#### Extracted text:
- Origin: Auckland, New Zealand
- Genres: Alternative rock, nu metal, pop rock
- Years active: 1994 – 2006 2024 – present
- Label: Precise Digital
- Members: Lauren Marshall Dean Lawton DJ Kritikl Chris Yong
- Past members: Renée Brennan Henry Penny Paul Matthews Andre Lynam-Smith Greg W Baker

= Tadpole (band) =

New Zealand band

Tadpole is a New Zealand rock band from Auckland. The band formed in June 1994 by guitarist Taisia Huckle and drummer Mareea Paterson. The band broke apart in late 2006 after numerous changes to the line-up. Tadpole reformed with past members Chris Yong, Dean Lawton, Shannon Brown, and DJ Kritikl in March 2024.

== Career ==
=== Before 2000 ===
Before the band's formation and 1999, Tadpole went through many line-up changes. At one point, the members were all female except one. Vocalist Renée Brennan and drummer/manager Dean Lawton were stable members of the band since the late 1990s.

During that time, the singles "Blind" (radio release only, 1998), "For Me" (single release, 1999), and "Backdoor" (also a single release, 1999), were released.

In regards to the song "Backdoor", the band stated "[it] was about our struggle thus far to make it in the New Zealand music industry and the initial frustration of trying to get our music played on radio, TV, or anywhere really. The 'backdoor' part came about because we felt we were never going to be accepted by the student radio stations, we'd just have to come in through the back door somehow. And yes, for those who want to know, the metaphor of anal sex is intended. I liken our struggle to getting buggered over, and over, and over again. In a very loving and tongue-in-cheek way."

=== 2000–2002 ===
Their debut album The Buddhafinger, was released in New Zealand in 2000 and proved to be a hit, debuting at #2 on the Official New Zealand Top 40 Albums Chart. The 2000 line-up officially consisted of Renée Brennan (vocals), Dean Lawton (drums), Chris Yong (guitar), Paul Matthews (bass), and Kevin May AKA DJ Kritikl (turntablism). The latter would leave the lineup late in 2000, and the band reverted to a four-piece.

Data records

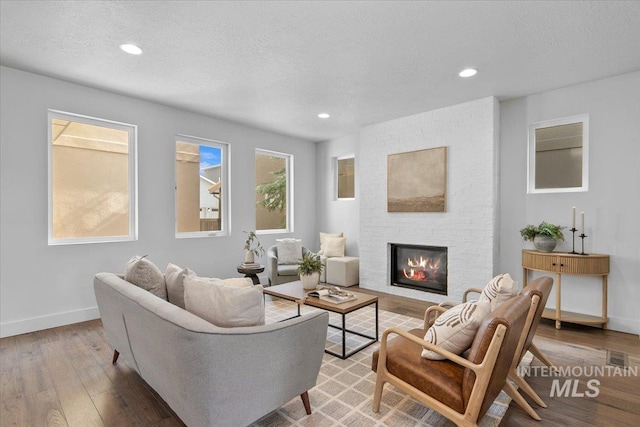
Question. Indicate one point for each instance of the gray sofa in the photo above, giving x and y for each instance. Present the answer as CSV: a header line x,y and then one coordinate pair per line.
x,y
210,376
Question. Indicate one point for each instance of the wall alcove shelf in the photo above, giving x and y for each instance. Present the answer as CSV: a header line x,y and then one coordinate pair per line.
x,y
575,264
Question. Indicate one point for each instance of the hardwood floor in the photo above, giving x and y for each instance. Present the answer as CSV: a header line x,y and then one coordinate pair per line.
x,y
64,376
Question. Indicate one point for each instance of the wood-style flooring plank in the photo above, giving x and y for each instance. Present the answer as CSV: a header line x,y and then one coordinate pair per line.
x,y
77,405
43,409
13,412
114,409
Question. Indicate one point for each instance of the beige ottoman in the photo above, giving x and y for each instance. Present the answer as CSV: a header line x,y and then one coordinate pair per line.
x,y
343,271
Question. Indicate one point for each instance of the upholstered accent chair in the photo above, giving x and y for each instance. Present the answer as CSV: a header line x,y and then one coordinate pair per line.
x,y
461,389
281,273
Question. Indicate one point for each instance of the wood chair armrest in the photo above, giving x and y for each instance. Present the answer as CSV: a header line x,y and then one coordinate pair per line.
x,y
447,304
436,310
444,353
468,291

#### Written problem:
Reproduce the passage of the Tadpole text starting at "Tadpole is a" and ending at "the late 1990s.", word for word. Rely only on the text about the band Tadpole.

#### Correct answer:
Tadpole is a New Zealand rock band from Auckland. The band formed in June 1994 by guitarist Taisia Huckle and drummer Mareea Paterson. The band broke apart in late 2006 after numerous changes to the line-up. Tadpole reformed with past members Chris Yong, Dean Lawton, Shannon Brown, and DJ Kritikl in March 2024.

== Career ==
=== Before 2000 ===
Before the band's formation and 1999, Tadpole went through many line-up changes. At one point, the members were all female except one. Vocalist Renée Brennan and drummer/manager Dean Lawton were stable members of the band since the late 1990s.